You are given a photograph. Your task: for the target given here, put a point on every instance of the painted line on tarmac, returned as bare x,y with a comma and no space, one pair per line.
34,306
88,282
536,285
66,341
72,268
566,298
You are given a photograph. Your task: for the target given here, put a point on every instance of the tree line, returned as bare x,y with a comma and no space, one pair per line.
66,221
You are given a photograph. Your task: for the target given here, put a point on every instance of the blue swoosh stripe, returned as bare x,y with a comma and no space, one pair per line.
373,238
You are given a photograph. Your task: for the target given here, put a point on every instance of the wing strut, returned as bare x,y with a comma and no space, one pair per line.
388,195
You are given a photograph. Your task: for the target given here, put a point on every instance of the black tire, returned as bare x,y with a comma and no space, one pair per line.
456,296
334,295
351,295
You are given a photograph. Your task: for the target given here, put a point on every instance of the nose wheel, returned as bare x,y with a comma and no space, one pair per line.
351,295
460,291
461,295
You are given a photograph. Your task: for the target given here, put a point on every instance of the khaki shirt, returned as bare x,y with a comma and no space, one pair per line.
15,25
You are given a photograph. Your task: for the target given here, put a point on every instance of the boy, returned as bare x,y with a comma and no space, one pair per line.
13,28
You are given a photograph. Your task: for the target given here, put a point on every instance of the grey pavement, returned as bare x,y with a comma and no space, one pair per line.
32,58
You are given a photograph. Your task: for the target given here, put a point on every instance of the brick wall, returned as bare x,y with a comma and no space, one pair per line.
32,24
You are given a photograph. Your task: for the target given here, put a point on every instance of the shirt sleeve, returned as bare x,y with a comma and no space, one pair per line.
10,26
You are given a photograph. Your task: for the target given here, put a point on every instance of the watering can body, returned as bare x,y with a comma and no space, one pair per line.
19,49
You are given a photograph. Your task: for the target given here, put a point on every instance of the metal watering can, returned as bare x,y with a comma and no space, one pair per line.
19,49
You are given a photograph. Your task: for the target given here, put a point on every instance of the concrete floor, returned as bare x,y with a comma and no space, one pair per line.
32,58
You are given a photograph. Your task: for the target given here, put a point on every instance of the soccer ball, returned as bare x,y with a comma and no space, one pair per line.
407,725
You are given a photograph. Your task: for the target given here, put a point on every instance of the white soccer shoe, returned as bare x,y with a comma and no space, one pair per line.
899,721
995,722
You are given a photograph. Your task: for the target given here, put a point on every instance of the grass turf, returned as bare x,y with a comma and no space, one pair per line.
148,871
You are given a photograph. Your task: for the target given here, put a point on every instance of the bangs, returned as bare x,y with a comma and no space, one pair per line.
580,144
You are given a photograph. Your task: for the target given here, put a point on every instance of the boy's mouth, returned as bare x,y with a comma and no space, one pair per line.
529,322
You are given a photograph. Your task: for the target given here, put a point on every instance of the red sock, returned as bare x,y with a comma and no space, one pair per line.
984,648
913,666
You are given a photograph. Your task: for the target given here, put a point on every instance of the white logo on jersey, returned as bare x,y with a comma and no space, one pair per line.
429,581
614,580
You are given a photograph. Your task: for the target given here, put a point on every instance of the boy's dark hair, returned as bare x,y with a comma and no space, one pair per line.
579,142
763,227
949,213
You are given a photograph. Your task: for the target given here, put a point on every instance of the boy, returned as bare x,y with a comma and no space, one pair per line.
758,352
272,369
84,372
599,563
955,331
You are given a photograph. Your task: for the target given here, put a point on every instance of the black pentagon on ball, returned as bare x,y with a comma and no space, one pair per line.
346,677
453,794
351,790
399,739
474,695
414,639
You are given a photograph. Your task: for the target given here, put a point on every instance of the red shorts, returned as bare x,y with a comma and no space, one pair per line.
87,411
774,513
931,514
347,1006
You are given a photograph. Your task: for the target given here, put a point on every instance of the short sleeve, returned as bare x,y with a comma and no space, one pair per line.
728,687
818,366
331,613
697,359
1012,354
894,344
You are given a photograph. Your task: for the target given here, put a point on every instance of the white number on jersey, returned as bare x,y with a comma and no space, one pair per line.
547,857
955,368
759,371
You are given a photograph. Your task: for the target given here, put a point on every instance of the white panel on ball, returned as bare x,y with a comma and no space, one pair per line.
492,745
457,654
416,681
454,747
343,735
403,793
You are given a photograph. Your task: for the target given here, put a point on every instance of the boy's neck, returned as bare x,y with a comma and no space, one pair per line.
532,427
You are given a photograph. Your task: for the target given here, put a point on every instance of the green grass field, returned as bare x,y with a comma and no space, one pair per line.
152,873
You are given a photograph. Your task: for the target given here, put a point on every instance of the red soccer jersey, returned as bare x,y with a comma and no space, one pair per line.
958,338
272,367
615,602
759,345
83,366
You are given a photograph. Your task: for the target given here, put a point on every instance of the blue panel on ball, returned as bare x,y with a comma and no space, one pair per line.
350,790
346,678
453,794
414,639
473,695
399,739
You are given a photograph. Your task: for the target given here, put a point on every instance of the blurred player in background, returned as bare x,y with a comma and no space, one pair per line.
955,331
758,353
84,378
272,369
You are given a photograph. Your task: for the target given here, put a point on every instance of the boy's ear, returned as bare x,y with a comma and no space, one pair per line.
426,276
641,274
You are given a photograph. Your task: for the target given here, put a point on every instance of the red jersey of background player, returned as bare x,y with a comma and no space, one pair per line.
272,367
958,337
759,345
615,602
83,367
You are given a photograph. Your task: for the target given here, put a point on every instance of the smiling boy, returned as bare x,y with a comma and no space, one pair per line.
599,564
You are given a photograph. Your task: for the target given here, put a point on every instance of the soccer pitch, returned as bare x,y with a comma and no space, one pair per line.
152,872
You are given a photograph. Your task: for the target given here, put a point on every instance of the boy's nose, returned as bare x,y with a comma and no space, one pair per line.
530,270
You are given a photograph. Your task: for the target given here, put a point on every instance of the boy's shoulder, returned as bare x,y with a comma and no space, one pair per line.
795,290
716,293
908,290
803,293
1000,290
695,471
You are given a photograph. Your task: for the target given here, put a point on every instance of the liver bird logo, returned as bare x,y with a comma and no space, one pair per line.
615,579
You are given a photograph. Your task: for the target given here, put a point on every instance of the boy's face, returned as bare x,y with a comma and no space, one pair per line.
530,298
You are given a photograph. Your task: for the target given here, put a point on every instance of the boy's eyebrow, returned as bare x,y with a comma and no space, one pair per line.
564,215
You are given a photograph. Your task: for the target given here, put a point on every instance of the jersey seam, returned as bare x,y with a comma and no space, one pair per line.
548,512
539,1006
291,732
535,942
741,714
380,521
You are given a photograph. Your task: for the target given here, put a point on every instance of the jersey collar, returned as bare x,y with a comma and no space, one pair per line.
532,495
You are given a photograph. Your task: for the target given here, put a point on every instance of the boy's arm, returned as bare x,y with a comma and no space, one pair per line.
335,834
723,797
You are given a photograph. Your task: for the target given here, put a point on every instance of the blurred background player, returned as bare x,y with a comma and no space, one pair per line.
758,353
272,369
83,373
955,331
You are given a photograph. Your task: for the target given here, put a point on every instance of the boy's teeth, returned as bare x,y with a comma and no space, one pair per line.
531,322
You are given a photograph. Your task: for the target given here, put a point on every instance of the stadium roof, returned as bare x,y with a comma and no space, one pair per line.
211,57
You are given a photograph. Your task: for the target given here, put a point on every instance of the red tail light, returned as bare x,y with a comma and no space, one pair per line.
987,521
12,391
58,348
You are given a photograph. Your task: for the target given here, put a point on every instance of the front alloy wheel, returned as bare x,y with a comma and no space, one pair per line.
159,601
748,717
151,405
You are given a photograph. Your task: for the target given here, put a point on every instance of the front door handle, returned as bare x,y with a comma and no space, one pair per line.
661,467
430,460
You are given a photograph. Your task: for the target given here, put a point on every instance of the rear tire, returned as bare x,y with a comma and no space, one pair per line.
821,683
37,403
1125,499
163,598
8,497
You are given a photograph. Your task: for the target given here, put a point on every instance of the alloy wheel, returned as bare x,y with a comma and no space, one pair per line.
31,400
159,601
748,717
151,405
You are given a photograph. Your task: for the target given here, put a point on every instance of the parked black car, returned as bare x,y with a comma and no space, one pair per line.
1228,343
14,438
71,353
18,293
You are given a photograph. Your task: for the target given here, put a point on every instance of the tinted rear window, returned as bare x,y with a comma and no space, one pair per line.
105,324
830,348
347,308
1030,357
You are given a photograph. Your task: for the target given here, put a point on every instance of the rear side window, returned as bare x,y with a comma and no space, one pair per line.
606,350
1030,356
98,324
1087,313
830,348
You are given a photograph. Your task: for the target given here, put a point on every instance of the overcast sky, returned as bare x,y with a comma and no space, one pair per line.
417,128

------------------------------------

Rewrite the records from the line containing "of the parked" through the end of the records, inclusive, replacing "put a point on" with "mark" and changing nothing else.

You are given a photograph. Your task: for the target given here, mark every instance of the parked black car, returned as bare x,y with a comma and no space, one pair per line.
1228,343
14,438
71,353
18,293
You are given a photograph. Your task: for the target given here, mark every instance of the tinted rear window, returned as bare x,y with a comma and no space, one pair per line.
105,324
830,348
347,308
1030,357
You are given a photograph. Your task: for the target given here, mark every instance of the rear side window, returned as bare x,y with a comma and no space, one pair per line.
606,350
1030,356
98,324
1087,313
830,348
You are given a photograph. Your task: for the target given here, mark every instance of the overcast sky, returned as bare x,y with a comma and no space, one pair per line.
417,128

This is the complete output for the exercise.